• PAGE EXTRACT
:::

A College Guarantees Job Offers — or Else a Refund
A College Guarantees Job Offers — or Else a Refund
It's a radical idea, particularly for a school located in Lansing, Mich., where unemployment sits at 11.7%. Lansing Community College, the third largest community college in the state, has 30,000 students a year but is looking for more. The new money-back guarantee will apply to the four most in-demand technical jobs in the area: call-center specialists, pharmacy technicians, quality inspectors and computer machinists. The average pay for these jobs in 2008 ranged from $12.10 an hour (call-center specialists) to $15.72 (computer machinists).
The cost for one of these six-week training courses — which don't come with a degree but rather a certificate granting qualification in a specific area — averages about $2,400.
The money-back guarantee is only open to a total of 61 students in Lansing's pilot program. And the applicants are expected to be élite and competitive, says Ellen Jones, the college's director of public affairs. (All must have a high school degree.) Those who are accepted can't miss any class or assignments. They have to go through employability skill training and attend job fairs, and after they complete one of the six-week training courses, they must prove that they're actively applying for jobs.
Though the college hasn't partnered with any companies to hire the newly minted trainees, Jones says she wouldn't be surprised if such arrangements come together down the road. "We've had employers who've heard about this call us," she says. "They want these people."
Russ Whitehurst, a senior fellow at the Brookings Institution, says that while some schools have been promising to refund money if credit hours don't transfer to another school or if tuition increases after the first semester, he believes Lansing's get-a-job-or-your-money-back offer is a first. "If every community college in America did something like that, they'd all be broke," he says. "They'd be refunding all their tuition."

:::

• DATASET EXCERPTS
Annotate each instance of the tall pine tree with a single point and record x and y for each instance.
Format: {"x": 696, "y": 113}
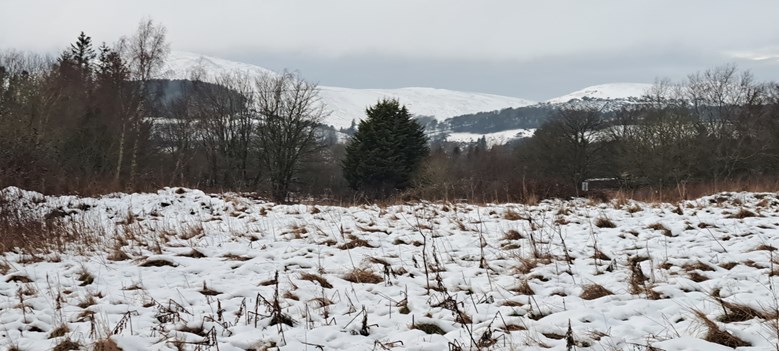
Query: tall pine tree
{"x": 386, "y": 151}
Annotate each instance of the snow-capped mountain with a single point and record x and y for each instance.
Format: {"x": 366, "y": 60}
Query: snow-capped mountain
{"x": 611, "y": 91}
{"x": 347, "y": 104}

:::

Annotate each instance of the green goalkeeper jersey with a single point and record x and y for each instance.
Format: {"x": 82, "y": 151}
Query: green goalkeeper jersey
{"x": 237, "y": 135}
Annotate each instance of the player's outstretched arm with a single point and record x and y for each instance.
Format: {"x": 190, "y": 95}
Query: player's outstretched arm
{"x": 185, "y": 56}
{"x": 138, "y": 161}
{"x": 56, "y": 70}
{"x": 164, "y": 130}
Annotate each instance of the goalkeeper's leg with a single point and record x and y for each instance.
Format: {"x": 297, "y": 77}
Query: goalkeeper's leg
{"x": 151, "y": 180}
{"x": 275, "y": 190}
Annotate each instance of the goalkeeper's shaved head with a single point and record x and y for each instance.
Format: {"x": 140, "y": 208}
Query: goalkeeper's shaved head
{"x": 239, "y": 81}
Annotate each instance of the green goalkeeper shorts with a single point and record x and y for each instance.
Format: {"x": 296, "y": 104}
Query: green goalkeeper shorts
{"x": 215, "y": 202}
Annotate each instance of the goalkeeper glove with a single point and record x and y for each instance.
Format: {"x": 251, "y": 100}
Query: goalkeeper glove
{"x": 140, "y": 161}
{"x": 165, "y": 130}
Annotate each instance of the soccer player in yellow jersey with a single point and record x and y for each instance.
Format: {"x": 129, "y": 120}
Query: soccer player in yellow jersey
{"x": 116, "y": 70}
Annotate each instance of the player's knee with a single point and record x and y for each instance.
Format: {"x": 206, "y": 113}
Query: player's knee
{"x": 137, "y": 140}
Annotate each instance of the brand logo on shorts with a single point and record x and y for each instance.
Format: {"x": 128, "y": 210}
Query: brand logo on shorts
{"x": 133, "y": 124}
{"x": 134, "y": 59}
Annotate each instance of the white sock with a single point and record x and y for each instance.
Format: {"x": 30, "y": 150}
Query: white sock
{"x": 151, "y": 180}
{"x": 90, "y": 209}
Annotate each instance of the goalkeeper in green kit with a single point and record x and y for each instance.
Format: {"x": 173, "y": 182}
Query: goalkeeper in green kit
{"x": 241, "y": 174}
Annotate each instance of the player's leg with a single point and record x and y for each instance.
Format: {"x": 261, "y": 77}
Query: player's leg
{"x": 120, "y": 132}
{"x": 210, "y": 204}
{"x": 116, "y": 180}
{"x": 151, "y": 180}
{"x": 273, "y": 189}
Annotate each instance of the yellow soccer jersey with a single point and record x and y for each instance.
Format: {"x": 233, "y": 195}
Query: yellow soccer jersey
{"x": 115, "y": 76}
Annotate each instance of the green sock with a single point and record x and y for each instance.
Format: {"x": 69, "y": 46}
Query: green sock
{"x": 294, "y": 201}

:::

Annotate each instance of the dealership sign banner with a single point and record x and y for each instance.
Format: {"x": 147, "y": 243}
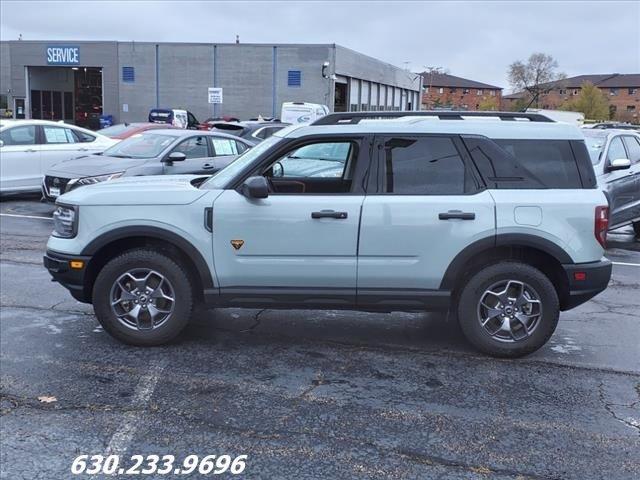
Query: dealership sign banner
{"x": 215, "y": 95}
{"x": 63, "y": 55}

:::

Answer these questions using the article about the college's job-offer guarantee.
1. What unemployment rate does the article give for Lansing?
2. What is the average cost of one of the six-week training courses?
3. How many students in total can get the money-back guarantee in the pilot program?

• OUTPUT OF THE EXERCISE
1. 11.7%
2. About $2,400
3. 61